Aufgaben zur Übung:
a: Gib den Absatz aus dem Text über die Corps, der mit „Nach der Machtergreifung Hitlers“ beginnt, verkürzt als Stichpunktliste wieder und behalte dabei seine wichtigsten Fakten bei.
b: Drucke aus dem Text über die Corps alles von „In der Wilhelminischen“ bis hinunter zu „kleine Brötchen backen.“ wortgetreu ab.

***** Auszug *****

In der Wilhelminischen Zeit gab es eine Hybris mit dem Zerrbild der schmissetragenden, arroganten und überheblichen Corpsstudenten. Nachdem Corpsstudenten vor dem 1. Weltkrieg noch sehr luxuriös und verschwenderisch lebten, mussten sie nach dem Krieg unter französischer Besatzung kleine Brötchen backen.
Nach der Machtergreifung Hitlers erlebten die Corps während der Diktatur der Nationalsozialisten ihre schwerste Zeit. Sie standen vor der Entscheidung, sich entweder von Mitgliedern zu trennen, die – im Nazi-Jargon – „Rassejuden“ oder „jüdisch Versippte“ waren, oder ihren eigenen Fortbestand zu riskieren. Einige Corps lösten sich damals selbst auf, andere Corps trennten sich von den betroffenen Mitgliedern, obwohl man sich doch gegenseitig lebenslange Treue geschworen hatte. Dieses treulose Verhalten, das gegen ein wesentliches Corpsprinzip verstieß, nützte letztlich doch nichts, denn die Corps wurden – wie alle Verbindungen – von den Nazis verboten.
Nach dem Zweiten Weltkrieg wurde der Corpsverband in Bonn auf der Godesburg zu neuem Leben erweckt. Diesem Verband, der seit der Wiedervereinigung wieder jährlich in Bad Kösen tagt, gehören heute mehr als 100 Corps an. Sie stehen dabei im Wettbewerb mit anderen Studentenverbindungen. Wer seine Studienzeit in einem Freundeskreis erleben will, hat heute in Bonn die Auswahl unter 43 Studentenverbindungen, die sich stark unterscheiden. Einige Verbindungen haben ihren Schwerpunkt beim Sport, insbesondere beim Turnen oder Rudern, andere bei der Musik, speziell beim Singen, einige gehen auf die Jagd, viele fühlen sich religiös oder konfessionell verbunden.
Die Corps sind die ältesten in Bonn gegründeten und existierenden Verbindungen. Die Gründungsdynamik von Studentenverbindungen geht in Bonn über zwei Jahrhunderte bis in die heutige Zeit. Die jüngste Studentenverbindung wurde erst 2017 gegründet. Sortiert man die Bonner Studentenverbindungen nach Korporationstypen, finden sich 19 Katholische Verbindungen, sieben Burschenschaften, sechs Corps fünf davon Kösener Corps, zwei Landsmannschaften, zwei Turnerschaften und sieben sonstige Verbindungen. Zu den gängigen Vorwürfen gegen Corps und andere Studentenverbindungen:
Erster Vorwurf: reine Männervereine
Insbesondere weibliche Studierende kritisieren bei Corps oft eine fehlende Gleichstellung. Richtig ist, dass nicht nur Corps, sondern die meisten Verbindungen keine Studentinnen aufnehmen. Der Ursprung ist historisch erklärbar: Als Corps und andere Korporationen im 19. Jahrhundert gegründet wurden, gab es nur männliche Studenten. Die ersten Studentinnen wurden erst ab 1900 regulär immatrikuliert. Heute studieren in manchen Fächern deutlich mehr Frauen als Männer.

***** Gezeigte Einträge *****

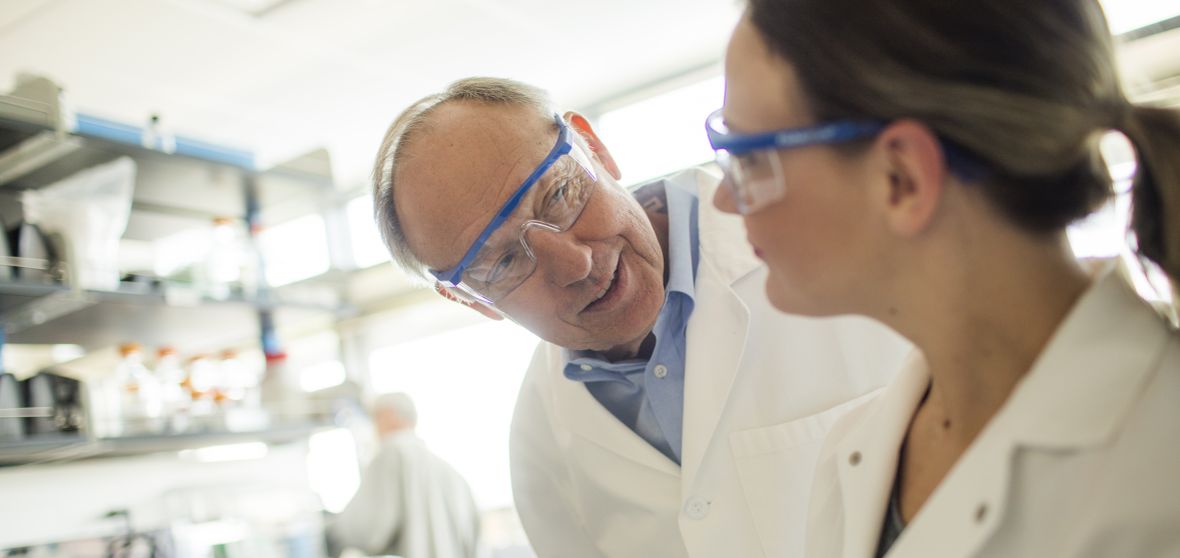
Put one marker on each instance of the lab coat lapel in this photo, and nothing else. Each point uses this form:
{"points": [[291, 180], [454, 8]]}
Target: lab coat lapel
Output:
{"points": [[866, 461], [718, 329]]}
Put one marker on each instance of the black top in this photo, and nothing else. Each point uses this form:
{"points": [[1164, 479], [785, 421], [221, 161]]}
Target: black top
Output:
{"points": [[893, 523]]}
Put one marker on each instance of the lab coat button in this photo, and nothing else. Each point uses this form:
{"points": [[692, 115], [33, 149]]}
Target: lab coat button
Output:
{"points": [[696, 509]]}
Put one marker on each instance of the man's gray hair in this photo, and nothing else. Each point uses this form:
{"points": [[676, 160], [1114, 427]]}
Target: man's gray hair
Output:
{"points": [[492, 91], [399, 404]]}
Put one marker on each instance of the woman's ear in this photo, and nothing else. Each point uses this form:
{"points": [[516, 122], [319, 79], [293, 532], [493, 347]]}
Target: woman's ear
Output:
{"points": [[467, 302], [917, 176], [597, 149]]}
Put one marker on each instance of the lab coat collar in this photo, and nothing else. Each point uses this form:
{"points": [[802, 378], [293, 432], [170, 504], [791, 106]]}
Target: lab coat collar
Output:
{"points": [[1085, 383], [732, 260], [866, 460], [1076, 395], [714, 346]]}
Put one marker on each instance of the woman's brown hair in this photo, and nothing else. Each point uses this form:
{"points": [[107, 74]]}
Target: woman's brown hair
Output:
{"points": [[1028, 89]]}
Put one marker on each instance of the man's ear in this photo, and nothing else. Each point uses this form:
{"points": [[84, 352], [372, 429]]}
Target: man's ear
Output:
{"points": [[597, 149], [917, 176], [470, 303]]}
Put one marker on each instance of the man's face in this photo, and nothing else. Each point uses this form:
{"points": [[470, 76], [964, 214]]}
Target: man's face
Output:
{"points": [[461, 169]]}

*****

Lösungen zur Übung:
a:
- Während der NS-Diktatur erlebten die Corps ihre schwerste Zeit.
- Sie mussten sich entweder von Mitgliedern trennen, die im Nazi-Jargon als „Rassejuden“ oder „jüdisch Versippte“ galten, oder ihren Fortbestand riskieren.
- Einige Corps lösten sich selbst auf. Andere trennten sich trotz geschworener lebenslanger Treue von den betroffenen Mitgliedern.
- Dieses Verhalten verstieß gegen ein wesentliches Corpsprinzip und nützte nichts: Die Nazis verboten die Corps wie alle Verbindungen.

b:
In der Wilhelminischen Zeit gab es eine Hybris mit dem Zerrbild der schmissetragenden, arroganten und überheblichen Corpsstudenten. Nachdem Corpsstudenten vor dem 1. Weltkrieg noch sehr luxuriös und verschwenderisch lebten, mussten sie nach dem Krieg unter französischer Besatzung kleine Brötchen backen.